▶ [Exercise details]
Give the lines again, unchanged, starting with the line containing "Target: plastic cup lid" and ending with the last line of the data below.

▶ [Data listing]
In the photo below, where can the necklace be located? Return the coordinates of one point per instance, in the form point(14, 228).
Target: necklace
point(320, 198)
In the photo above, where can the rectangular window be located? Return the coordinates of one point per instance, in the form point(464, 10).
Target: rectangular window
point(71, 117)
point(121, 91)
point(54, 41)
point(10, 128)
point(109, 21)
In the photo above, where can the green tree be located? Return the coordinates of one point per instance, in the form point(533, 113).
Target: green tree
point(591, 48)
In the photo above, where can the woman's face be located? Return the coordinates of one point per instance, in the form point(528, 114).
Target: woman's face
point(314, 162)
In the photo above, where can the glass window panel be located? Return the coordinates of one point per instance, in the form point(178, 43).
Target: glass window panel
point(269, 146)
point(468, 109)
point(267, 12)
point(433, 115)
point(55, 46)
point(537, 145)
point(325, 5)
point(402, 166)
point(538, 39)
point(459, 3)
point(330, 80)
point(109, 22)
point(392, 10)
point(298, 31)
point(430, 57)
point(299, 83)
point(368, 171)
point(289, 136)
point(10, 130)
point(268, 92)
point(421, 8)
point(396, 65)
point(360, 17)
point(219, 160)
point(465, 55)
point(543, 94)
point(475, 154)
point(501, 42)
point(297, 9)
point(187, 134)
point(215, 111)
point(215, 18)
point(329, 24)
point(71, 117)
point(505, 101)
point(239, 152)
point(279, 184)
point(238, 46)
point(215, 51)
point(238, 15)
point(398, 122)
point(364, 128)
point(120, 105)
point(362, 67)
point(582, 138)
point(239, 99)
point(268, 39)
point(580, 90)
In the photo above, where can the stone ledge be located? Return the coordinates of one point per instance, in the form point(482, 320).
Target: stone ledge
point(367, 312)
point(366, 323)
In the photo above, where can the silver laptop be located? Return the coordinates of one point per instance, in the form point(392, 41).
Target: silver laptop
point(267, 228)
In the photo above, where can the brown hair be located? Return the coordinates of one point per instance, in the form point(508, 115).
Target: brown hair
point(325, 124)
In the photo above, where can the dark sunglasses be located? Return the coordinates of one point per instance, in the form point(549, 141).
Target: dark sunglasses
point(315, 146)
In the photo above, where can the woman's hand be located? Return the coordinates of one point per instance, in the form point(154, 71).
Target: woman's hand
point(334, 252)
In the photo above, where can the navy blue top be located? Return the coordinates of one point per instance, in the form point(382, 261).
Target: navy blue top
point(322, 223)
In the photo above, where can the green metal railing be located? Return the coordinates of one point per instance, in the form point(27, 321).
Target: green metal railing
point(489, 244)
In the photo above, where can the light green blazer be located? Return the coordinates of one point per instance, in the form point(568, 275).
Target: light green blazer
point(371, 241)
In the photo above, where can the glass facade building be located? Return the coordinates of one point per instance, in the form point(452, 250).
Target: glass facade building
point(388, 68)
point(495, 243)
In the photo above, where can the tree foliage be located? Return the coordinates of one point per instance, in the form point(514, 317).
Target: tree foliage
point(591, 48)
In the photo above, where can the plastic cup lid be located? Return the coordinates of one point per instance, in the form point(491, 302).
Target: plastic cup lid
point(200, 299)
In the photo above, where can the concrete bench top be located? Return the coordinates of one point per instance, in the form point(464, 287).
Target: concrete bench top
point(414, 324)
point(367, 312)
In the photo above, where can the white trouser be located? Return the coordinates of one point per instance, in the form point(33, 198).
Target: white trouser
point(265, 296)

▶ [Exercise solution]
Target: plastic cup lid
point(200, 299)
In the photo above, where can the concrete bench top be located? Return the coordinates of one point per instance, in the form point(464, 287).
Target: concrete bench top
point(414, 324)
point(367, 312)
In the photo above, where can the white trouser be located? Return the coordinates of one point per instance, in the form point(33, 198).
Target: white trouser
point(265, 296)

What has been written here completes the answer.